▶ _Source records_:

^^^^^^^^

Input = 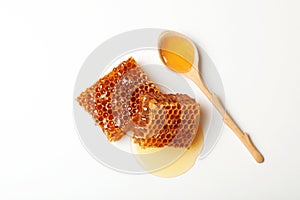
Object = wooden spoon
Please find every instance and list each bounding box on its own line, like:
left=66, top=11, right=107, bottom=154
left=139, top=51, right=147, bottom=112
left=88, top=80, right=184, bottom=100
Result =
left=158, top=31, right=264, bottom=163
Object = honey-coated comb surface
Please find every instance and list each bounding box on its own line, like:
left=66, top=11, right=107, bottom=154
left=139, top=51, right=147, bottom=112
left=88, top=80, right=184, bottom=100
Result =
left=132, top=93, right=200, bottom=148
left=77, top=57, right=160, bottom=141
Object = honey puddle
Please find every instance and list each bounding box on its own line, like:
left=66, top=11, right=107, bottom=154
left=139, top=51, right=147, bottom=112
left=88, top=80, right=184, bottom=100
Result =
left=131, top=125, right=204, bottom=178
left=131, top=31, right=203, bottom=178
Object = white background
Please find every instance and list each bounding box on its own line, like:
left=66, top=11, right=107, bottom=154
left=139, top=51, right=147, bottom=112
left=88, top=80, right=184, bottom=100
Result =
left=0, top=0, right=300, bottom=200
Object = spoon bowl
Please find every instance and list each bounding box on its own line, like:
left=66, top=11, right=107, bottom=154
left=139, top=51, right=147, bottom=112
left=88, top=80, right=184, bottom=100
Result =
left=158, top=31, right=264, bottom=163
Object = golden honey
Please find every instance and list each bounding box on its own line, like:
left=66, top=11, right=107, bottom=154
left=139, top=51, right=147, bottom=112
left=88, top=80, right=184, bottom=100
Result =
left=77, top=57, right=160, bottom=141
left=159, top=35, right=194, bottom=73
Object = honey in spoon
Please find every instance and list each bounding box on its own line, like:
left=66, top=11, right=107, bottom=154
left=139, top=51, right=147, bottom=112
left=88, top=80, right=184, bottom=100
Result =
left=159, top=35, right=195, bottom=73
left=158, top=31, right=264, bottom=163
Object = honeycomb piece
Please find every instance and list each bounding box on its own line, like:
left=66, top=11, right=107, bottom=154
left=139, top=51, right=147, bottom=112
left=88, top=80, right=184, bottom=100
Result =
left=77, top=57, right=159, bottom=141
left=132, top=93, right=200, bottom=148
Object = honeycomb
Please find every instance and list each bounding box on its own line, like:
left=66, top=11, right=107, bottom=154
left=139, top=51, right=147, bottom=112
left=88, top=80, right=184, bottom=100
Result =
left=132, top=93, right=200, bottom=148
left=77, top=57, right=160, bottom=141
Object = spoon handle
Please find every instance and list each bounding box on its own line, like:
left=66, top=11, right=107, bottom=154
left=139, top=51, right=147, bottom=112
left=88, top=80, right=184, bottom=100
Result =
left=185, top=68, right=264, bottom=163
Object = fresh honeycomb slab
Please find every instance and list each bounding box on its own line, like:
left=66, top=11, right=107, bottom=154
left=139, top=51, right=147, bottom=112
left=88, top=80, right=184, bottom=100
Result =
left=132, top=93, right=200, bottom=148
left=77, top=57, right=160, bottom=141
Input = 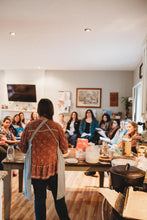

^^^^^^^^

▶ _Task instructions_: Give the material above as a numbered list, skipping blank lines and leaving out the pictures.

▶ _Full answer_:
1. Input = 
2. Object = wooden spoon
3. Please find every instance and list each bounding box on its own line, like:
4. left=66, top=11, right=107, bottom=154
5. left=139, top=51, right=147, bottom=112
6. left=88, top=80, right=184, bottom=100
7. Result =
8. left=158, top=31, right=264, bottom=163
9. Object = honey-coated comb surface
10. Please find every instance and list each bounding box on its own line, like:
11. left=66, top=11, right=107, bottom=154
12. left=139, top=51, right=147, bottom=112
13. left=88, top=80, right=184, bottom=100
14. Result =
15. left=132, top=93, right=200, bottom=148
16. left=77, top=57, right=160, bottom=141
17. Object = honey puddle
18. Please find every instance and list each bounding box on its own line, like:
19. left=66, top=11, right=107, bottom=154
20. left=139, top=51, right=147, bottom=112
21. left=88, top=80, right=184, bottom=100
22. Result =
23. left=131, top=125, right=204, bottom=178
24. left=131, top=31, right=203, bottom=178
25. Object = white background
26. Please find every instance and list each bounding box on its own line, like:
27. left=66, top=11, right=107, bottom=154
28. left=139, top=51, right=147, bottom=112
29. left=88, top=80, right=184, bottom=100
30. Result =
31. left=0, top=0, right=300, bottom=200
32. Object = spoon bowl
33. Please find every instance and list each bounding box on its own line, like:
34. left=66, top=11, right=107, bottom=154
35. left=139, top=51, right=147, bottom=112
36. left=88, top=80, right=184, bottom=100
37. Result =
38. left=158, top=31, right=264, bottom=163
39. Object = golden honey
40. Please find every instance and list each bounding box on its own line, like:
41. left=66, top=11, right=107, bottom=154
42. left=139, top=51, right=147, bottom=112
43. left=88, top=80, right=184, bottom=100
44. Result =
45. left=77, top=57, right=160, bottom=141
46. left=159, top=35, right=194, bottom=73
47. Object = honey in spoon
48. Please find every instance and list each bounding box on its own line, like:
49. left=66, top=11, right=107, bottom=154
50. left=139, top=51, right=147, bottom=112
51. left=88, top=80, right=184, bottom=100
52. Result =
53. left=159, top=35, right=195, bottom=73
54. left=158, top=31, right=264, bottom=163
55. Object = honeycomb piece
56. Please find every instance and list each bounding box on its own line, like:
57. left=66, top=11, right=107, bottom=154
58. left=139, top=51, right=147, bottom=112
59. left=88, top=80, right=184, bottom=100
60. Result =
61. left=77, top=57, right=159, bottom=141
62. left=132, top=93, right=200, bottom=148
63. Object = honeycomb
64. Please find every instance and list each bounding box on its own line, like:
65. left=66, top=11, right=107, bottom=154
66. left=139, top=51, right=147, bottom=112
67. left=88, top=80, right=184, bottom=100
68. Result =
69. left=132, top=93, right=200, bottom=148
70. left=77, top=57, right=160, bottom=141
71. Object = spoon handle
72. Please find every instance and list each bounding box on its own line, like:
73. left=66, top=11, right=107, bottom=154
74. left=139, top=51, right=147, bottom=112
75. left=88, top=80, right=184, bottom=100
76. Result =
77. left=185, top=68, right=264, bottom=163
78. Object = fresh honeycomb slab
79. Please find every instance and list each bounding box on its own line, like:
80. left=66, top=11, right=107, bottom=154
81. left=139, top=51, right=147, bottom=112
82. left=88, top=80, right=184, bottom=100
83. Result =
84. left=132, top=93, right=200, bottom=148
85. left=77, top=57, right=160, bottom=141
86. Input = 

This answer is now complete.